> [Required work]
Print the rows below without any changes, from the line containing "Drop one point per instance of the white passenger" through the end of the rows.

> [Data entries]
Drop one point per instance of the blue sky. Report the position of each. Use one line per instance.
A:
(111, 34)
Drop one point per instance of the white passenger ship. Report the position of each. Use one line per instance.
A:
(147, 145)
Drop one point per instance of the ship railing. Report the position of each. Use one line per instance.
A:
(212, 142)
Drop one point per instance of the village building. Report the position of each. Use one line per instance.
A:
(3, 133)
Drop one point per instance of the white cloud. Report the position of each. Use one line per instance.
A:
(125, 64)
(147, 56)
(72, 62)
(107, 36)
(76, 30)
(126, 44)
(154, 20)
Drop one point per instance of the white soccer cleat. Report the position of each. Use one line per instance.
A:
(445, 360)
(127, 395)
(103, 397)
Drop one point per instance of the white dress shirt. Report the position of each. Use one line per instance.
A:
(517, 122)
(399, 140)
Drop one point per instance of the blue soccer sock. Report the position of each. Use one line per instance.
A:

> [Response]
Drop one point per instance of the white passenger ship. Report the position of each. Use one line per instance.
A:
(147, 145)
Drop one point per instance of the ship railing. Report the position of each. Use one line per instance.
A:
(212, 142)
Drop one point per instance of the village building. Report the position of each. Use one line per instance.
A:
(3, 133)
Drop one point per instance of the white cloud. Report the position of each. Use one line per instance.
A:
(125, 64)
(147, 56)
(72, 62)
(107, 36)
(76, 30)
(126, 44)
(154, 20)
Drop one point per instance of the white soccer cleat. Report the position of each. Use one line per instance.
A:
(445, 360)
(127, 395)
(103, 397)
Drop one point per instance of the white dress shirt. Report the position of each. Use one line per instance.
A:
(517, 122)
(399, 140)
Drop one point per instance of the blue soccer sock. Report the position of each. Use one line per instance.
A:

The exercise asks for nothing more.